INSTRUCTIONS TO FOLLOW:
Scan the records and identify every line in which the string "hand" occurs, then return those lines.
_____
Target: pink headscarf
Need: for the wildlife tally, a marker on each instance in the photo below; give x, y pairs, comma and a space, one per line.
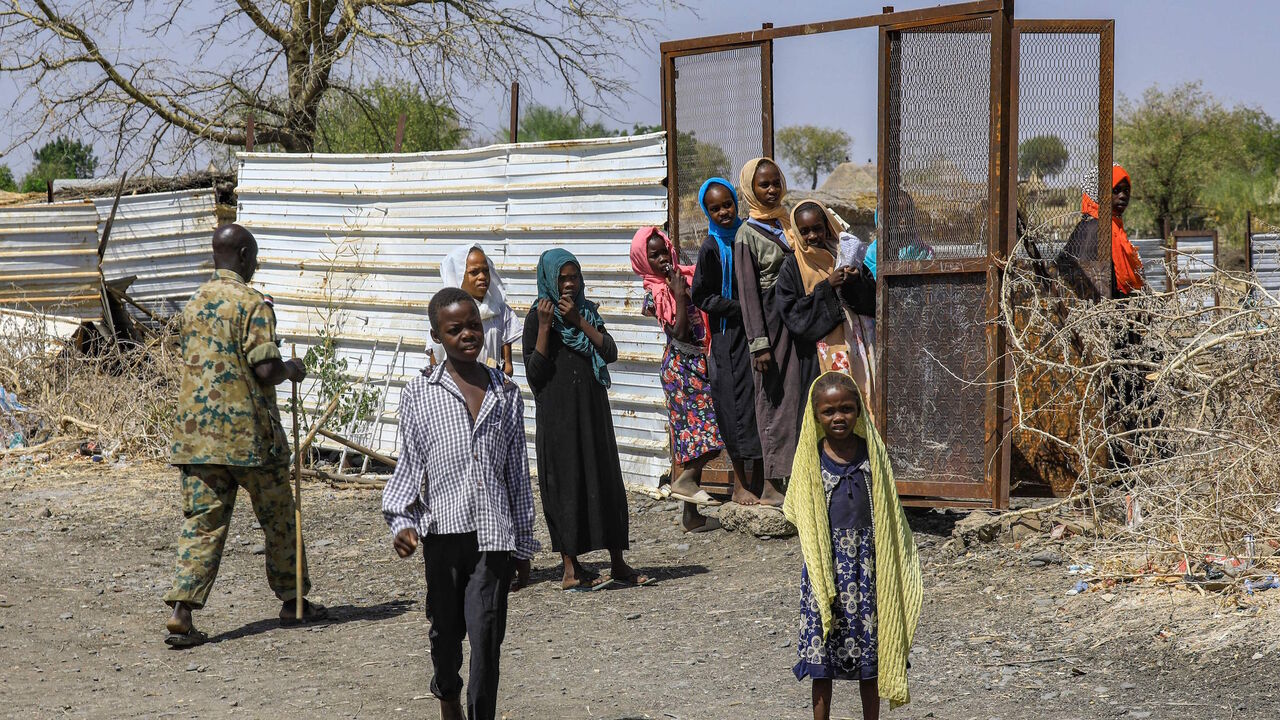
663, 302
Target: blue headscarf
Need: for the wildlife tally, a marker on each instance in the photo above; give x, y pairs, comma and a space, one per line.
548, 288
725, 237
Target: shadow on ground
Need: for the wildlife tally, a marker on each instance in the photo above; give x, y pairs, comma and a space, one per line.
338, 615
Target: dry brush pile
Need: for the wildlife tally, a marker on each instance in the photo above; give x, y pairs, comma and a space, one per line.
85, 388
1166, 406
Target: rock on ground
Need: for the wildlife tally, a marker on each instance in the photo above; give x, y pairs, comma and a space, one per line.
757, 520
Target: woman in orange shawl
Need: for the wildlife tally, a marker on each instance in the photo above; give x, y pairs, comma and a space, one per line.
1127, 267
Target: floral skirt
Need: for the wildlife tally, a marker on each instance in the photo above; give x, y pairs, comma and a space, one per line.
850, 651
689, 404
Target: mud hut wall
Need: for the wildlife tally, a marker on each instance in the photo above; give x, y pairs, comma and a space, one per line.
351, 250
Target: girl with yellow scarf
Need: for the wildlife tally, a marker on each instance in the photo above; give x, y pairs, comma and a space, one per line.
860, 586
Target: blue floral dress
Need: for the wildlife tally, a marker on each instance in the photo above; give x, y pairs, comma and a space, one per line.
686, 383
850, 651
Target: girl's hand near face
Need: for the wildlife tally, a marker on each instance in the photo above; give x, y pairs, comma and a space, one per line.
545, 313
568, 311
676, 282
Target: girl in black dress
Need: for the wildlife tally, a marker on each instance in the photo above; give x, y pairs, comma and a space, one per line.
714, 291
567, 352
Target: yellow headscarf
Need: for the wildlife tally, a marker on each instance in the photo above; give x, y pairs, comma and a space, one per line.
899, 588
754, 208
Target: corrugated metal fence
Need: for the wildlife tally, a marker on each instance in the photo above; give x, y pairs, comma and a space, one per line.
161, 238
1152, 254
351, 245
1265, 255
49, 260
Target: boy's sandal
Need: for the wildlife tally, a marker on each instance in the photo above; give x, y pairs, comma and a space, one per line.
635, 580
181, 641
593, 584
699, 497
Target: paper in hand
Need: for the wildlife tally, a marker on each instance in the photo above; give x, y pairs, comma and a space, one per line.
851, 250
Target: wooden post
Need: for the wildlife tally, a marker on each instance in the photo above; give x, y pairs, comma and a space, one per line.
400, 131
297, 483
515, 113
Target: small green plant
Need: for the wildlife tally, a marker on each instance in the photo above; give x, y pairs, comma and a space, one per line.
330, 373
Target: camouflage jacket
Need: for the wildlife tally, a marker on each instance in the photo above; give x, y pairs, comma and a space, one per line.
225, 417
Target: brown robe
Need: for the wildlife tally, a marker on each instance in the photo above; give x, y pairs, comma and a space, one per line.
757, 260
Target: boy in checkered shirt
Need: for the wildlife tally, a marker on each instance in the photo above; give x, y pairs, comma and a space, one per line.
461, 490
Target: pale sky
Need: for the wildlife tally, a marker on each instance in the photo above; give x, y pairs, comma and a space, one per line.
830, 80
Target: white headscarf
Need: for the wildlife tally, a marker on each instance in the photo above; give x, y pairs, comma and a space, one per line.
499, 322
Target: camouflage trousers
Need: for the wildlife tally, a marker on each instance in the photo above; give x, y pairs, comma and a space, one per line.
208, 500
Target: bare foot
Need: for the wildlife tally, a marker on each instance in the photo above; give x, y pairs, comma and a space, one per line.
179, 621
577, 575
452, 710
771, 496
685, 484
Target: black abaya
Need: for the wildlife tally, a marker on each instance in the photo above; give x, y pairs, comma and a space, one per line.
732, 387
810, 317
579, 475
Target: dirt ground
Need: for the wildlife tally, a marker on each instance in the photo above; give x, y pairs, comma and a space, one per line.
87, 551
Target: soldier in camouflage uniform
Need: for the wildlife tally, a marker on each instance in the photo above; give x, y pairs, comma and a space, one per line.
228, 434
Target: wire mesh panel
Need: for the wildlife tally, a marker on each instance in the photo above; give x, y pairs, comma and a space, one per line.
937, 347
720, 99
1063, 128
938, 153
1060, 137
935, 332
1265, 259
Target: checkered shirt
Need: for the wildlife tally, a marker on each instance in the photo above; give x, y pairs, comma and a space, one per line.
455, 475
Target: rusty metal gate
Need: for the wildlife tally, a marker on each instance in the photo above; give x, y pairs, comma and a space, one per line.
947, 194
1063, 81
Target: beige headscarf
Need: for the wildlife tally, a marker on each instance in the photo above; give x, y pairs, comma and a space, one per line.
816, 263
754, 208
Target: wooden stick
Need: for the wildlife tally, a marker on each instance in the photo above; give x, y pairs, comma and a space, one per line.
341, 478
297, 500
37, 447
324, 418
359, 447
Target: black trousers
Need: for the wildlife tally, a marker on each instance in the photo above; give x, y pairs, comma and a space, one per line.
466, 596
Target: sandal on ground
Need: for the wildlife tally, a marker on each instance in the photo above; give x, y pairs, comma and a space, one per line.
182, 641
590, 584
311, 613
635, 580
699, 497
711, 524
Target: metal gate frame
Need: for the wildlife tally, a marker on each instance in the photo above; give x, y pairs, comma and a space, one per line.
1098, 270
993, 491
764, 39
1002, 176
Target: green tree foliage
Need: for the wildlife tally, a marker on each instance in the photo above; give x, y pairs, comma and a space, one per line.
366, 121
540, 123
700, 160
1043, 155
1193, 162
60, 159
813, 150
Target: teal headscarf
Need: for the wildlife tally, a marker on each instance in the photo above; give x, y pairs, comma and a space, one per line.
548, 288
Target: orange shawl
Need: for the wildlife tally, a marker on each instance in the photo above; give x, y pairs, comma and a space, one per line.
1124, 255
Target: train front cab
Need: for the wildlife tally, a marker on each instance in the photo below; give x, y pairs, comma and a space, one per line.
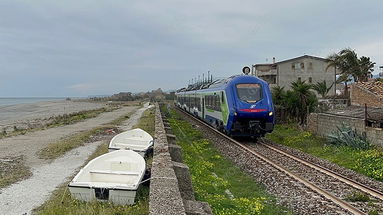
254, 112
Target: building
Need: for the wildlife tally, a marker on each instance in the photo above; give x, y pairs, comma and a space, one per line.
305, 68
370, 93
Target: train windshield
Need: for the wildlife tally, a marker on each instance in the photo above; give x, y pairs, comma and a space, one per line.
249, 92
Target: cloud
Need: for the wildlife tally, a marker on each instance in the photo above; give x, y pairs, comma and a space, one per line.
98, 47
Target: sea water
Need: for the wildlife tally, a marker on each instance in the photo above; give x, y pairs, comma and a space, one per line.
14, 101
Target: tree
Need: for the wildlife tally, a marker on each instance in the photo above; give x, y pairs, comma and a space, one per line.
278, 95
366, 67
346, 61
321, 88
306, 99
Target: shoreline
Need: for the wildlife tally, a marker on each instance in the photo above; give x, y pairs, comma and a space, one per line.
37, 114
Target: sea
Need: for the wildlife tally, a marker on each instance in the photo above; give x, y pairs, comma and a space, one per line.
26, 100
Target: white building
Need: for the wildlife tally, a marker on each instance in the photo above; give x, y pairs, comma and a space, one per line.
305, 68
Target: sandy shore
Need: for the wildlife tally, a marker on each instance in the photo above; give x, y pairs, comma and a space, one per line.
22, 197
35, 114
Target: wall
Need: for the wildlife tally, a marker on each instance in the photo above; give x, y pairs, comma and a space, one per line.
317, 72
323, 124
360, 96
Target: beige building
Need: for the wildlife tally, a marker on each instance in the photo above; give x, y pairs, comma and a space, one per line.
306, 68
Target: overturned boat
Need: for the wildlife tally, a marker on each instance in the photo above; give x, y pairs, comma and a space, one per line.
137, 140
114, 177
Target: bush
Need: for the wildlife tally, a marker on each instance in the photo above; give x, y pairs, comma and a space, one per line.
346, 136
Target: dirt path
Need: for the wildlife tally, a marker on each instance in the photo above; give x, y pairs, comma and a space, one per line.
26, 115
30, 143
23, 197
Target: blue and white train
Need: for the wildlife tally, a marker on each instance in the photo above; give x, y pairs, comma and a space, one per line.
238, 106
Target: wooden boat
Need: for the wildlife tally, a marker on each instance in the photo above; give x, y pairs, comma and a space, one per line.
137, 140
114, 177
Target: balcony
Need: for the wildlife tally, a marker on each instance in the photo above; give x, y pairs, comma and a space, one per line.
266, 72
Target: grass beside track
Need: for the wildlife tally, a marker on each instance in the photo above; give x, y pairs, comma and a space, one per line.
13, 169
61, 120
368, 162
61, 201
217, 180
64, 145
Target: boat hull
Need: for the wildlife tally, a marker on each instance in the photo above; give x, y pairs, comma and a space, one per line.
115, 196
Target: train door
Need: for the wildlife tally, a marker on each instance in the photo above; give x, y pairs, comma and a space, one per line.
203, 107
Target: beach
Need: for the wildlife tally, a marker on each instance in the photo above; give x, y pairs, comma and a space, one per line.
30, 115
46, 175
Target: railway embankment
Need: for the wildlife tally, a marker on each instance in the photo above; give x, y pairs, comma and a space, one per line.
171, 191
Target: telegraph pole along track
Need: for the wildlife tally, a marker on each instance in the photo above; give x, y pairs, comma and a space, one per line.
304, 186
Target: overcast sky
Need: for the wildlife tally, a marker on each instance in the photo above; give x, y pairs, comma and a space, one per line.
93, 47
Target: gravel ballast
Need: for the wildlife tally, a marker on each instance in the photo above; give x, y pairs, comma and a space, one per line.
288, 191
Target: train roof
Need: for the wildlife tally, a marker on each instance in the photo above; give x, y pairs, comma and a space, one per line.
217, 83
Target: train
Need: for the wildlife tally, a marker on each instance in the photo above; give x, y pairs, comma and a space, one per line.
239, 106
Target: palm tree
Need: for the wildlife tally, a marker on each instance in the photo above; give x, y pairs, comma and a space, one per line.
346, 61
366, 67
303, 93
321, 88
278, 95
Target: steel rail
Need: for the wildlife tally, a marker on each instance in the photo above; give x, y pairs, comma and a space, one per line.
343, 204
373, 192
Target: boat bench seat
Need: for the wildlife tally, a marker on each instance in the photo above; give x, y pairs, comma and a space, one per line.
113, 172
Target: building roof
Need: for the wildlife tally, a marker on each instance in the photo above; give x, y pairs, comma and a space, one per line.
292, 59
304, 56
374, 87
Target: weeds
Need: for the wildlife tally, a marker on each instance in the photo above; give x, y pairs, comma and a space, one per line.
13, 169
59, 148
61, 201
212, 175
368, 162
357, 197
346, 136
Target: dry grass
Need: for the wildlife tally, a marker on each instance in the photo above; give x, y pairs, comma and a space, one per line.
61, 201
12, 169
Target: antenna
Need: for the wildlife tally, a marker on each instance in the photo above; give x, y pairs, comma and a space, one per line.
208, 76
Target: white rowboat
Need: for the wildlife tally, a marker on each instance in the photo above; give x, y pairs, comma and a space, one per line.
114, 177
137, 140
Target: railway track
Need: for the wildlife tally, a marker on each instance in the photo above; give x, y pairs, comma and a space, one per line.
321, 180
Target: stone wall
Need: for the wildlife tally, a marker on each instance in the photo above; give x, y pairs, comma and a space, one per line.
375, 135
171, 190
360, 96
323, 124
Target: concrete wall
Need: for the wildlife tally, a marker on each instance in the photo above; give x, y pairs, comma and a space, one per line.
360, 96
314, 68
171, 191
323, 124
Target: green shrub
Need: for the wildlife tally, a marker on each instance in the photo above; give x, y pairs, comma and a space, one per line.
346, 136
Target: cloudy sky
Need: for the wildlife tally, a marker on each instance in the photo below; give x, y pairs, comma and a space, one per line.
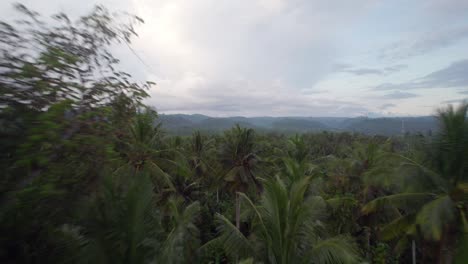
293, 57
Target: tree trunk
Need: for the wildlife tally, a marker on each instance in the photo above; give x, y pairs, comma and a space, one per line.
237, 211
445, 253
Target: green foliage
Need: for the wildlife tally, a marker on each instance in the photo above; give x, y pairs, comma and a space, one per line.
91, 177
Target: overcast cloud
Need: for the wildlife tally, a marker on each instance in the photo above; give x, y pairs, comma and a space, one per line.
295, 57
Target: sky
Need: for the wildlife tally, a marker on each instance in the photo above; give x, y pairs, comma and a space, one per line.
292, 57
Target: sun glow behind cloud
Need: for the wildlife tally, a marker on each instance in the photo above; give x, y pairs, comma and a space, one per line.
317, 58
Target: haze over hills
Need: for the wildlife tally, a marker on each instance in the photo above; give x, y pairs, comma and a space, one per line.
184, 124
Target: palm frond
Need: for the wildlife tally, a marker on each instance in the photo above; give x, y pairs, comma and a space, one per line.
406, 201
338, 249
_____
PROBLEM SOLUTION:
Target: girl's hand near face
Target: paper in hand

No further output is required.